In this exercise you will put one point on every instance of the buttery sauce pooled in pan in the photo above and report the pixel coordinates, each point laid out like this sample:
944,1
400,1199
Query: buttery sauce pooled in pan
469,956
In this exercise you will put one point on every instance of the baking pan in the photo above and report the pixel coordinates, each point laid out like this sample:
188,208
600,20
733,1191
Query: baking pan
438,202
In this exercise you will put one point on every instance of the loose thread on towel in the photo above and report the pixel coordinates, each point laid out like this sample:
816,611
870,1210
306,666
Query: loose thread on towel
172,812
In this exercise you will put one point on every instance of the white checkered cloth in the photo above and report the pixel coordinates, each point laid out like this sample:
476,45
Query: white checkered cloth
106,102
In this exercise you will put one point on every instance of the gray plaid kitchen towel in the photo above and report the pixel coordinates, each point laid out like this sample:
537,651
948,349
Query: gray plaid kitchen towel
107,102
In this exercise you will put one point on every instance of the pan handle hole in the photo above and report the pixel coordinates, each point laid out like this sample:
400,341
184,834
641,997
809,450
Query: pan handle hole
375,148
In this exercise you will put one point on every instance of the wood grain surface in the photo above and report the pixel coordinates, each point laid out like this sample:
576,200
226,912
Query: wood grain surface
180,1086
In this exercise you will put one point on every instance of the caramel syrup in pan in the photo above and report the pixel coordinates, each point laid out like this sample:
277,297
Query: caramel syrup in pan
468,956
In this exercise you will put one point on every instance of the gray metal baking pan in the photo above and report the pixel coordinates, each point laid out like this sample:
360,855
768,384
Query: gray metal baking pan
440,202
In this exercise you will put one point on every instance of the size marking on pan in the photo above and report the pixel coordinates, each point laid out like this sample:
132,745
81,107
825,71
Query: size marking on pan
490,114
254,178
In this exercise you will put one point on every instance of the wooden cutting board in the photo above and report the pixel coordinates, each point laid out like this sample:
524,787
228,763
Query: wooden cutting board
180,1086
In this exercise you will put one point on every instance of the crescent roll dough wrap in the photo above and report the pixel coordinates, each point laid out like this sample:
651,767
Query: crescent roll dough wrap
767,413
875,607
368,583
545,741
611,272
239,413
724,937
-*-
Print, exactly as they appear above, the lines running from the one with "Query: wooden cutting board" through the final line.

Query: wooden cutting board
180,1086
In this exercise you will put one point on every instance of the crescent roll dough wrap in the photo above and report the pixel coordinates, each point laid out like this sample:
651,767
Query: crescent roll dough wrap
767,413
875,607
368,583
545,741
611,272
239,413
724,937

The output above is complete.